Recast the items, from the line with "Exercise. Point out every instance of the red velvet" through the end of the items, as a Markdown table with two columns, Row and Line, leaving out any blank lines.

start DATA TO USE

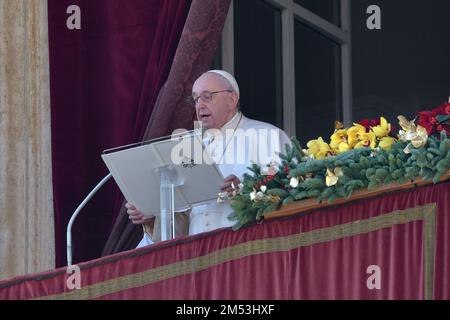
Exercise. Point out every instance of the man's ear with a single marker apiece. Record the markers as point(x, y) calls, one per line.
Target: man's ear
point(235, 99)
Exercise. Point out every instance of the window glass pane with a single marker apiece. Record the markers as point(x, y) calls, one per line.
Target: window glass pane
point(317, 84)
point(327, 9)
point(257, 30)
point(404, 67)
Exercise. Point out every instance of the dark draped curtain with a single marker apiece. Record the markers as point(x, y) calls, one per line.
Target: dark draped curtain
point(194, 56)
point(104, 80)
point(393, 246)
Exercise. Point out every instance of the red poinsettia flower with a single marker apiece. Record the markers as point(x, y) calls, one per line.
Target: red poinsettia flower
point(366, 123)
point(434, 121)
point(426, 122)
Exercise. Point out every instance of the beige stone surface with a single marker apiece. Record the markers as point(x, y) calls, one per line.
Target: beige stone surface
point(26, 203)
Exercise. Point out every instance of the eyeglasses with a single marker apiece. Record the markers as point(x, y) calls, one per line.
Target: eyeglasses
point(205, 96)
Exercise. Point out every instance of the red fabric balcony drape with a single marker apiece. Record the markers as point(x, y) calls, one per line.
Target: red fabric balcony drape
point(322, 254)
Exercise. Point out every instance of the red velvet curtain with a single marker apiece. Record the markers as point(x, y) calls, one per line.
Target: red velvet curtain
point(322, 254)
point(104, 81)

end DATA TO USE

> _WRITTEN SOLUTION_
| Row | Line |
|---|---|
| 1 | Exercise. Point out every instance of the red velvet curtain with a single marker apiece. Record the markers as point(x, y) calls, one per line. |
| 2 | Target: red velvet curtain |
| 3 | point(322, 254) |
| 4 | point(104, 81) |